◆ TASK DETAILS
Can you extend the article below on checking whether cheese labeled as Irish really comes from Ireland, picking up after its last sentence?

Author
bmcbride

Published
29th November 2017

How can you tell if your cheese is Irish?

As consumers, many of us care about the origin of our food. Origin is sometimes used as a benchmark for quality and we are often willing to pay more for food based on its origin.

This is why it's become increasingly common in recent years for high-value foods to be fraudulently mislabelled. So how can you tell if your food comes from the location claimed on its label?

A project in Ireland funded by the Irish public health body, Safefood, examined various cheeses which were labelled as coming from  Ireland to see if this was accurate. The Teagasc and Queen's University Belfast teams working on the project researched analytical methods which could be used to determine food product origin. In food products like cheese, concentration and relative ratios of key analytes are mainly influenced by animal diet and geographic location and, as food animals reside in certain geographic locations and are mainly fed a grass-based diet, the team reported the potential for developing fingerprint models that can characterise indigenous farmhouse cheeses.

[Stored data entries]
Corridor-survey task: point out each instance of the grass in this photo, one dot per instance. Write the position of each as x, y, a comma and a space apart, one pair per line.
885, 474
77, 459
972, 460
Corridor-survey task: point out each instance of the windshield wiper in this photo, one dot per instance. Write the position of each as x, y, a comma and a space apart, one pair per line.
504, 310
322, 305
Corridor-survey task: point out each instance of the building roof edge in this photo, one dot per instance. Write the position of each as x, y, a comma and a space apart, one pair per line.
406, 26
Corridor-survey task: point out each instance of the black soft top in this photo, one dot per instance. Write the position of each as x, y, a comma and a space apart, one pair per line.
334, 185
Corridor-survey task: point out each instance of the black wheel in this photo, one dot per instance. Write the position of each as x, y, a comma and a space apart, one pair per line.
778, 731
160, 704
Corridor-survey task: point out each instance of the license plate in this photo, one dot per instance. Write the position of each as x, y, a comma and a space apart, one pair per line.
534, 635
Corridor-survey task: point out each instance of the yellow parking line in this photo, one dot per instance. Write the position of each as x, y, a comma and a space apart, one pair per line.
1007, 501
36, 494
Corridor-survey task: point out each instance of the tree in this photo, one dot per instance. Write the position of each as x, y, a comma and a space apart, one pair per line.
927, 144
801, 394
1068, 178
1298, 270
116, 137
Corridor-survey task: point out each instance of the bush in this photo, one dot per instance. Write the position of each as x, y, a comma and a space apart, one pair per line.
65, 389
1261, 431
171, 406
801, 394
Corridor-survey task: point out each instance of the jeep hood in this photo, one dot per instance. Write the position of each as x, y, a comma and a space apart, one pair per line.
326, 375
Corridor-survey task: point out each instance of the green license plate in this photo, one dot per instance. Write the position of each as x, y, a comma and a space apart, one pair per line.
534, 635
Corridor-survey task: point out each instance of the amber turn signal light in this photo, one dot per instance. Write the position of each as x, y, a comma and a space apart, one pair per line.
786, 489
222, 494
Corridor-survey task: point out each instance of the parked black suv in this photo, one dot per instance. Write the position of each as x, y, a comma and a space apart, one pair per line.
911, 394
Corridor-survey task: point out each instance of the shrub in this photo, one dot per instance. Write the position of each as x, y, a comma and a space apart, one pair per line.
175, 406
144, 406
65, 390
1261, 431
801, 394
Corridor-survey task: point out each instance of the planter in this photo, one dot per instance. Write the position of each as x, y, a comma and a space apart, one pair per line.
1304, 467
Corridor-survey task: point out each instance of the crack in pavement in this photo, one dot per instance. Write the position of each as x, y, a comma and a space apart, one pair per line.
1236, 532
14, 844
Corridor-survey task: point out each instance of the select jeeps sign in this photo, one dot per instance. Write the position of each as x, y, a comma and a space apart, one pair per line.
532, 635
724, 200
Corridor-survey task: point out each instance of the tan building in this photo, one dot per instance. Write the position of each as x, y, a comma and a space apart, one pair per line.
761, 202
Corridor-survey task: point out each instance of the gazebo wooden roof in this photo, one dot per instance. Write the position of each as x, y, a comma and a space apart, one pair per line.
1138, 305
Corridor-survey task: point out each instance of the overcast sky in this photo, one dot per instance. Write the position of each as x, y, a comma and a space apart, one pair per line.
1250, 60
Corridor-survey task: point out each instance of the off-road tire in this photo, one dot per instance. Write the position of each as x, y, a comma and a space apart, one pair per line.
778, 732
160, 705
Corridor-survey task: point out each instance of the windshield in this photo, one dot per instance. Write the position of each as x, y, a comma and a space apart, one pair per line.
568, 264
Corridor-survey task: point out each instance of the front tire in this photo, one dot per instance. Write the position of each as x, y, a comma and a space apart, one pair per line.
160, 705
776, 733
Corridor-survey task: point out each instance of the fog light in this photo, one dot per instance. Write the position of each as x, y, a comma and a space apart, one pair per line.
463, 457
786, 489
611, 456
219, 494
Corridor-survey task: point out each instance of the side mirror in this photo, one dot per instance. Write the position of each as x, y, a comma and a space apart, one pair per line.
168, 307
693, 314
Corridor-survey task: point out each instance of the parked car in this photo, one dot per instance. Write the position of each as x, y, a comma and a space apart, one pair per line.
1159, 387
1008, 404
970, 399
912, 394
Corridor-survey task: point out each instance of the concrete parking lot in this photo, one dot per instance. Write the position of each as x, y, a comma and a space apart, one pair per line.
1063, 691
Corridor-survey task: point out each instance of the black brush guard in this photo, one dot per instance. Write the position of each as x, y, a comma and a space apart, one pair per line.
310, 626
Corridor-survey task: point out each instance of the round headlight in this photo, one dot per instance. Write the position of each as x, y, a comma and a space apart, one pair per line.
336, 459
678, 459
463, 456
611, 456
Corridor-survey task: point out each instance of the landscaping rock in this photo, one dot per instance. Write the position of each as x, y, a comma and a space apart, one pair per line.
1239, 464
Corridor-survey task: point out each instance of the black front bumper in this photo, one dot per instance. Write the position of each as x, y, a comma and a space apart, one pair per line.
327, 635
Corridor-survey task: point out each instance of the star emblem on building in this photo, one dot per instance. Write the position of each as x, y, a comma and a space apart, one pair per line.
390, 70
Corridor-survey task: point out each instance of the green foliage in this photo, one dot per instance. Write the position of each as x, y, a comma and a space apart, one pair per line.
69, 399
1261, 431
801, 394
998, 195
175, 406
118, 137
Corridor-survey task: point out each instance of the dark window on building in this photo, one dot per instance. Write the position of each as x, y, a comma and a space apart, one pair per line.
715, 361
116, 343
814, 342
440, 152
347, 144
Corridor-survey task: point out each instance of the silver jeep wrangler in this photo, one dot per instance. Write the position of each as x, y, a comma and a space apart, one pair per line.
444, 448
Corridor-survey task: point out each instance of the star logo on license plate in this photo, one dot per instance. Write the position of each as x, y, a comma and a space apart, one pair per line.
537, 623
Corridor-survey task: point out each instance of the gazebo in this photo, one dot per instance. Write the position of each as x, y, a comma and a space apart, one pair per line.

◆ ANSWER TO THE EXERCISE
Cheese Wheelse

Cheese of unknown origin in a shop window

Analytical methods for Isotope Ratio Mass Spectrometry (IRMS) and Inductively Coupled Plasma Mass Spectrometry (ICP-MS) were established and validated and data was collected and analysed, leading to the development of indicative models for confirming the geographic provenance of artisan cheeses produced in Ireland. So by using IRMS and ICP-MS, you can discover if your cheese is Irish.

ICP-MS-based analytical techniques are used in a number of areas of analysis including food, pharmaceutical, environmental, geochemical, nuclear, and medical fields to monitor test samples for trace elements and their isotopes. Samples are ionized by application of an argon torch and electromagnetic field, followed by mass/charge ratio separation via a mass spectrometer. In order to eliminate major spectral interferences generated by ions derived from the plasma gas, a collision gas such as hydrogen or helium is used.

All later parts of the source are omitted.